>> start Supplied data

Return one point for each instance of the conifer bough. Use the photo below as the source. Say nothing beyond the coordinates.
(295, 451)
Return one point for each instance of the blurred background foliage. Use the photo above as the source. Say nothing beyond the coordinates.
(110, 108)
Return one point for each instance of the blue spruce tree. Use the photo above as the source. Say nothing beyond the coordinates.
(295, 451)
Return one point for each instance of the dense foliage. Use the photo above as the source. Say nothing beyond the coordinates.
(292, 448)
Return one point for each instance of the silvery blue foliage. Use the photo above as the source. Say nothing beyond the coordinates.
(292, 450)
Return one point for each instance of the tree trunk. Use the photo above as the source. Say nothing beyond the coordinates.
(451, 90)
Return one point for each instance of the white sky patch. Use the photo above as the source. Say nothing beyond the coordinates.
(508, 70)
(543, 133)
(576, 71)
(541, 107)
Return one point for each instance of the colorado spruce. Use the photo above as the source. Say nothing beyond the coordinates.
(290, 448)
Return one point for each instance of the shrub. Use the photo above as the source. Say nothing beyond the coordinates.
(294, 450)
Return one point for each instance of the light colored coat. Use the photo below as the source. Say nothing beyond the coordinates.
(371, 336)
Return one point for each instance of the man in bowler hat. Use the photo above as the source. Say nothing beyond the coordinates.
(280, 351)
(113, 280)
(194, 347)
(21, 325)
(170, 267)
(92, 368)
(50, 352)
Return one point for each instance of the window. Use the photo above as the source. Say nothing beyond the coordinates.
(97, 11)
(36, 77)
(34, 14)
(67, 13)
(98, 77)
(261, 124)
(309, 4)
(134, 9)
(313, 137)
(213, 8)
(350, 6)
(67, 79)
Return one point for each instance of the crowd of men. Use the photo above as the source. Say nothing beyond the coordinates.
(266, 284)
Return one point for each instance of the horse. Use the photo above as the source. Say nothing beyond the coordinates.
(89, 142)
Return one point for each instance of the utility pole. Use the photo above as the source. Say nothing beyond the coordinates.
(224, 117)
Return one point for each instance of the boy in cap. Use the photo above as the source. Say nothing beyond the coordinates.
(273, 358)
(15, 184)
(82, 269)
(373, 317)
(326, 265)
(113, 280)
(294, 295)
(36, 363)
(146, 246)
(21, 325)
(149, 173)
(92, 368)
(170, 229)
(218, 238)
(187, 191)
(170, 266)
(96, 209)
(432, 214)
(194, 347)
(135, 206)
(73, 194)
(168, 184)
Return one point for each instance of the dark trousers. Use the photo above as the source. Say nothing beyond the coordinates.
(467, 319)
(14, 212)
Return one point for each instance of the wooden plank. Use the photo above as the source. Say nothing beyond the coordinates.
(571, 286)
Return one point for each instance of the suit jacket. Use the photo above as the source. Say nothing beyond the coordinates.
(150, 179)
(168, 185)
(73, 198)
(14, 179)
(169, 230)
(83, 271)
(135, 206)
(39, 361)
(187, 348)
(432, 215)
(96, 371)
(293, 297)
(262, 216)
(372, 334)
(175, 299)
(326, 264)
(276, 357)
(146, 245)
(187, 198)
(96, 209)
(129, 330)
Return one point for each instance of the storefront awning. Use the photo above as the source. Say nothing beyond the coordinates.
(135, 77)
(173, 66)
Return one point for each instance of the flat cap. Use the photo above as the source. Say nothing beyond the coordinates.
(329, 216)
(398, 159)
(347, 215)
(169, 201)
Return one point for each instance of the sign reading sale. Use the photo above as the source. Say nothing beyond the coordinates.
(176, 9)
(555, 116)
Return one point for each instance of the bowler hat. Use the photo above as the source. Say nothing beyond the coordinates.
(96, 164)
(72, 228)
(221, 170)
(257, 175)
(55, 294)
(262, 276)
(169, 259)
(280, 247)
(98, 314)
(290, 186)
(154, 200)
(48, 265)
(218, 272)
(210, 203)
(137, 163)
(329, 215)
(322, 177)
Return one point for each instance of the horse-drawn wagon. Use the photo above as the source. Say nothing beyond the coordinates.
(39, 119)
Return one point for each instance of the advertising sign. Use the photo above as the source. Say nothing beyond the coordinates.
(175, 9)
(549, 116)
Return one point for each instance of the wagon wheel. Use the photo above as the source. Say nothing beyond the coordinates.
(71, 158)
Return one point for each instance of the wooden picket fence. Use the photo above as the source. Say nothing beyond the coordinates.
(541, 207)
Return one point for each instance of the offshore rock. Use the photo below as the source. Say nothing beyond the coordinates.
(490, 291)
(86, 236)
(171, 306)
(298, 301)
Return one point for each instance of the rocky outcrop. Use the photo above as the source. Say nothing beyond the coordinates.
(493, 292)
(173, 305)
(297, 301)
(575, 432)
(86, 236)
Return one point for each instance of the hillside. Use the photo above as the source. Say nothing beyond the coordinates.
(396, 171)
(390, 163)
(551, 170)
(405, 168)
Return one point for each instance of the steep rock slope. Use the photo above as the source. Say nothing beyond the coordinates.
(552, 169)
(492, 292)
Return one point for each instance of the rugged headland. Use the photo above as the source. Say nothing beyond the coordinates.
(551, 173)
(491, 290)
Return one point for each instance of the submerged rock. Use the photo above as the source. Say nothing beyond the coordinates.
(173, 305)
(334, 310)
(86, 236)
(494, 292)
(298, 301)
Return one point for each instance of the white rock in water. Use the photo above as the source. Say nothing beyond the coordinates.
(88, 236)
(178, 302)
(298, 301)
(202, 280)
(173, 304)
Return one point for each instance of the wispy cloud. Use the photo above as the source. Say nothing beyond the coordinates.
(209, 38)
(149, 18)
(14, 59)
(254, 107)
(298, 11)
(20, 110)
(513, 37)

>> end Supplied data

**Exercise details**.
Reproduce all of the material above, substituting "Output only" for each occurrence of "Say nothing beyond" and leaving every other word unchanged.

**Task response**.
Return one point for each instance of the conifer bough. Use the photo below as the source. Output only the coordinates.
(295, 451)
Return one point for each instance of the blurred background foliage. Use the photo above as the source. Output only the coordinates.
(110, 108)
Return one point for each instance of the blue spruce tree. Use the photo above as the source. Output only the coordinates.
(295, 451)
Return one point for each instance of the dense foliage. Use the photo above as the source. Output only the coordinates.
(292, 448)
Return one point for each instance of the silvery blue foliage. Use the photo above as the source. Output only the coordinates.
(292, 450)
Return one point for each instance of the tree trunk. Use the photo above as the source. Output only the coordinates.
(451, 90)
Return one point for each instance of the white sky patch. Use the photo above as the source. Output only the coordinates.
(508, 70)
(543, 133)
(576, 71)
(541, 107)
Return one point for each instance of the colorado spruce. Use the photo above as the source. Output only the coordinates.
(290, 448)
Return one point for each instance of the shrub. Use the photo above as the source. Output only the coordinates.
(294, 450)
Return one point for each instance of the light colored coat. Use the photo below as the source. Output only the coordinates.
(371, 336)
Return one point for each instance of the man in bowler hat. Use the photo above as the source. Output only the coordinates.
(280, 351)
(113, 280)
(194, 347)
(21, 325)
(170, 267)
(92, 368)
(50, 352)
Return one point for each instance of the window. Use the photo above as the source. Output only the coordinates.
(97, 11)
(36, 77)
(34, 14)
(67, 13)
(98, 77)
(261, 124)
(309, 4)
(134, 9)
(313, 137)
(213, 8)
(350, 6)
(67, 79)
Return one point for each instance of the crowd of men. Use the photo above as the source. Output only the coordinates.
(266, 284)
Return one point for each instance of the horse. Use the photo above as the source. Output only the coordinates.
(89, 142)
Return one point for each instance of the utility pole. Use the photo above as the source. Output only the coordinates.
(224, 117)
Return one point for each instance of the boy in cap. Use the photo above as the source. Output only the coordinates.
(273, 358)
(15, 184)
(82, 269)
(373, 317)
(326, 265)
(113, 280)
(294, 295)
(36, 363)
(146, 246)
(21, 325)
(149, 173)
(92, 368)
(170, 229)
(218, 238)
(187, 191)
(170, 266)
(96, 209)
(432, 214)
(194, 347)
(135, 206)
(73, 194)
(168, 184)
Return one point for each instance of the dark trousers. Use the photo above as the source. Output only the coordinates.
(467, 319)
(14, 212)
Return one point for each instance of the wooden plank. Use the photo above as the source. Output only the coordinates.
(571, 286)
Return one point for each instance of the suit jacket. Use the photo above as the source. Output only the coordinates.
(150, 179)
(168, 185)
(73, 198)
(14, 179)
(169, 230)
(83, 271)
(135, 206)
(39, 361)
(187, 348)
(432, 215)
(96, 371)
(293, 297)
(262, 216)
(372, 334)
(175, 299)
(326, 264)
(276, 357)
(146, 245)
(187, 198)
(96, 209)
(129, 330)
Return one point for each instance of the storefront awning. Use the photo above as the source. Output only the coordinates.
(135, 77)
(173, 66)
Return one point for each instance of the flat cap. Use the photo above as the source. Output only the coordinates.
(329, 216)
(398, 159)
(347, 215)
(169, 201)
Return one point for each instance of the sign reading sale. Use the photo above as the source. Output only the coordinates.
(176, 9)
(555, 116)
Return one point for each instance of the bowler hat. Use the photo above as the source. Output only the coordinates.
(96, 164)
(72, 228)
(221, 170)
(257, 175)
(55, 294)
(262, 276)
(169, 259)
(280, 247)
(98, 314)
(290, 186)
(154, 200)
(48, 265)
(218, 272)
(210, 203)
(137, 163)
(329, 215)
(322, 177)
Return one point for each instance of the horse-drawn wagon. Use the photo above as the source. Output only the coordinates.
(39, 119)
Return one point for each instance of the advertising sign. Use the photo above as the source. Output only the coordinates.
(175, 9)
(549, 116)
Return one point for each instance of the wagon wheel. Use the photo above as the source. Output only the coordinates.
(71, 158)
Return one point for each instance of the wooden picket fence. Use the photo above as the source. Output only the coordinates.
(541, 207)
Return one point for each instance of the offshore rock. Use the photo below as the source. Output only the coordinates.
(490, 291)
(86, 236)
(171, 306)
(298, 301)
Return one point for each instance of the rocky outcrop. Use the photo above as the source. Output only the coordinates.
(493, 292)
(173, 305)
(297, 301)
(575, 432)
(86, 236)
Return one point for each instance of the hillside. Use the photo above as the source. Output only the coordinates.
(396, 171)
(390, 163)
(551, 170)
(405, 168)
Return one point for each instance of the steep rock slope. Use the photo above as the source. Output only the coordinates.
(552, 169)
(492, 292)
Return one point for each instance of the rugged headland. Use the photo above as the source. Output only the coordinates.
(551, 173)
(491, 290)
Return one point for each instance of the submerged rock. Use the photo above as the source. Output only the coordinates.
(173, 305)
(334, 310)
(86, 236)
(494, 292)
(298, 301)
Return one point for each instance of the white rock in water. Use the photo above as the source. Output only the coordinates.
(88, 236)
(178, 302)
(298, 301)
(202, 280)
(173, 304)
Return one point for each instance of the wispy cloud. Use the photo above as the source. Output only the coordinates.
(209, 38)
(149, 18)
(14, 59)
(254, 107)
(298, 11)
(20, 110)
(513, 37)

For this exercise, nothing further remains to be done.